### [WERKINSTRUCTIE 1]
Bewerk het artikel over de sharia: geef het deel van "De uitspraak heeft" tot en met "Azerbeidzjan en Turkije." opnieuw weer en vervang daarin "Griekenland" door "Cyprus".
### [WERKINSTRUCTIE 2]
Noem alle landen die in het artikel over de sharia bij naam worden genoemd.

### [DOCUMENTFRAGMENT]
********************

„Sharia strijdt met mensenrechten”
De sharia, de islamitische wetgeving, is in strijd met het Europees Verdrag voor de Rechten van de Mens. Europese landen waar de sharia wordt toegepast of gedoogd hebben tot medio 2020 om hier op te reageren.
Een grote meerderheid van de parlementariërs in de Raad van Europa stemde dinsdagavond voor een rapport met deze conclusie – de tekst werd aangenomen met 69 stemmen voor en 14 tegen. Volgens dit rapport is de sharia in strijd met tenminste veertien mensenrechten in het Europese verdrag, zoals het recht om vrij te trouwen, de vrijheid van meningsuiting en het verbod op foltering.
De uitspraak heeft vooral gevolgen voor twee Europese landen: Griekenland en het Verenigd Koninkrijk. In Griekenland valt een islamitische minderheid officieel onder de sharia, en het Verenigd Koninkrijk gedoogt informele shariarechtbanken. Daarnaast zijn drie landen, naast lid van de Raad van Europa, ook lid van de Islamitische Organisatie voor Samenwerking (IOS): Albanië, Azerbeidzjan en Turkije.
Op voorstel van CDA’er Pieter Omtzigt moeten deze vijf landen voor medio 2020 laten weten wat ze met deze uitspraak doen, en of de drie IOS-leden wellicht de organisatie willen verlaten. De reden hiervoor is de Caïroverklaring uit 1990. Dit document, een van de grondslagen van de IOS, stelt de sharia boven alle andere wetten. Vertegenwoordigers van met name Turkije probeerden vergeefs de formulering in het rapport af te zwakken.
Met racisme of islamofobie heeft deze discussie niets te maken, benadrukt Omtzigt. „Dit gaat verder dan religie. Het gaat hier om een juridisch systeem dat haaks staat op onze mensenrechten, met name op het punt van gelijkheid tussen man en vrouw.” Volgens de sharia mogen vrouwen niet zonder man naar buiten en is hun getuigenis voor de rechter half zoveel waard als dat van een man.

********************

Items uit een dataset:
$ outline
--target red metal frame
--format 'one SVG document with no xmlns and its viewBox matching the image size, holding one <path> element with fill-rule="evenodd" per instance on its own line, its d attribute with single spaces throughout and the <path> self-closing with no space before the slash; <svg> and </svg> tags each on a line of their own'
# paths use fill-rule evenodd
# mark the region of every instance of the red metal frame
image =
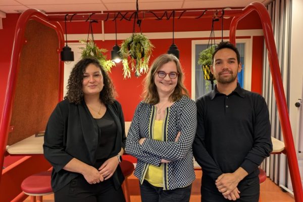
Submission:
<svg viewBox="0 0 303 202">
<path fill-rule="evenodd" d="M 283 151 L 283 153 L 285 153 L 287 157 L 294 198 L 296 201 L 303 201 L 303 191 L 302 190 L 301 178 L 290 127 L 290 122 L 288 116 L 288 110 L 286 105 L 282 77 L 280 72 L 280 66 L 278 61 L 277 49 L 274 39 L 271 21 L 266 8 L 262 4 L 259 2 L 254 2 L 250 4 L 243 10 L 241 16 L 235 17 L 232 19 L 230 24 L 229 40 L 231 43 L 235 44 L 235 33 L 238 22 L 254 11 L 258 13 L 261 19 L 263 32 L 264 32 L 264 38 L 267 49 L 270 72 L 273 80 L 274 89 L 275 90 L 275 95 L 277 100 L 280 123 L 281 123 L 282 133 L 285 145 L 285 150 Z"/>
<path fill-rule="evenodd" d="M 3 114 L 1 115 L 2 121 L 0 122 L 0 173 L 2 173 L 3 162 L 6 154 L 6 146 L 8 140 L 9 131 L 10 131 L 10 123 L 12 117 L 12 108 L 15 93 L 16 91 L 16 81 L 19 72 L 19 58 L 23 45 L 26 43 L 24 38 L 25 27 L 27 22 L 31 20 L 36 20 L 40 23 L 54 29 L 58 36 L 58 55 L 60 50 L 64 45 L 64 38 L 62 27 L 58 22 L 50 23 L 47 16 L 36 9 L 28 9 L 23 12 L 20 16 L 16 27 L 14 44 L 8 85 L 6 94 L 4 95 L 4 105 Z M 58 100 L 62 99 L 63 94 L 63 63 L 59 60 L 59 92 Z M 1 176 L 0 174 L 0 180 Z"/>
<path fill-rule="evenodd" d="M 290 127 L 282 77 L 280 72 L 280 67 L 277 56 L 277 50 L 274 39 L 271 22 L 266 8 L 263 4 L 259 2 L 256 2 L 250 4 L 243 10 L 235 9 L 224 11 L 225 16 L 234 17 L 230 25 L 230 41 L 233 44 L 235 44 L 235 33 L 238 22 L 253 11 L 256 11 L 257 12 L 262 20 L 261 22 L 268 53 L 274 89 L 285 144 L 285 149 L 283 153 L 286 154 L 288 160 L 288 166 L 295 199 L 296 201 L 303 201 L 302 184 L 301 184 L 297 159 Z M 215 12 L 217 13 L 218 16 L 222 15 L 222 10 L 189 11 L 184 13 L 182 11 L 178 11 L 176 12 L 175 17 L 178 18 L 182 16 L 182 18 L 196 18 L 199 16 L 205 11 L 203 17 L 212 18 Z M 164 12 L 155 12 L 154 13 L 158 16 L 162 16 Z M 127 18 L 129 18 L 131 14 L 131 13 L 122 13 L 123 15 L 125 15 L 125 16 Z M 90 15 L 90 14 L 77 14 L 73 17 L 73 21 L 86 20 Z M 108 15 L 108 14 L 98 13 L 93 15 L 93 17 L 92 16 L 91 18 L 97 20 L 113 20 L 114 18 L 115 15 L 115 14 L 114 13 L 109 14 Z M 168 16 L 169 16 L 169 15 Z M 65 16 L 65 14 L 46 15 L 38 10 L 29 9 L 21 14 L 18 20 L 15 35 L 15 41 L 9 75 L 9 82 L 6 94 L 5 95 L 4 111 L 1 117 L 2 122 L 0 123 L 0 149 L 1 149 L 0 153 L 0 173 L 2 171 L 3 158 L 7 142 L 9 127 L 12 114 L 12 106 L 15 94 L 16 81 L 19 68 L 19 56 L 22 47 L 25 42 L 24 38 L 25 26 L 29 20 L 34 19 L 55 29 L 59 38 L 59 49 L 57 50 L 58 54 L 59 54 L 60 50 L 64 46 L 64 41 L 62 28 L 57 21 L 64 21 Z M 156 19 L 156 16 L 154 14 L 147 12 L 139 13 L 138 16 L 139 18 L 143 19 Z M 121 16 L 120 18 L 121 18 Z M 53 23 L 50 24 L 48 22 L 53 22 Z M 60 88 L 58 98 L 59 100 L 60 100 L 62 98 L 63 91 L 63 63 L 62 62 L 60 62 L 59 66 L 60 73 L 59 76 L 60 77 L 59 82 L 60 84 L 59 86 Z M 1 175 L 0 175 L 0 180 L 1 177 Z"/>
</svg>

********************

### [ANTWOORD OP OPDRACHT 1]
De uitspraak heeft vooral gevolgen voor twee Europese landen: Cyprus en het Verenigd Koninkrijk. In Cyprus valt een islamitische minderheid officieel onder de sharia, en het Verenigd Koninkrijk gedoogt informele shariarechtbanken. Daarnaast zijn drie landen, naast lid van de Raad van Europa, ook lid van de Islamitische Organisatie voor Samenwerking (IOS): Albanië, Azerbeidzjan en Turkije.

### [ANTWOORD OP OPDRACHT 2]
Griekenland, het Verenigd Koninkrijk, Albanië, Azerbeidzjan, Turkije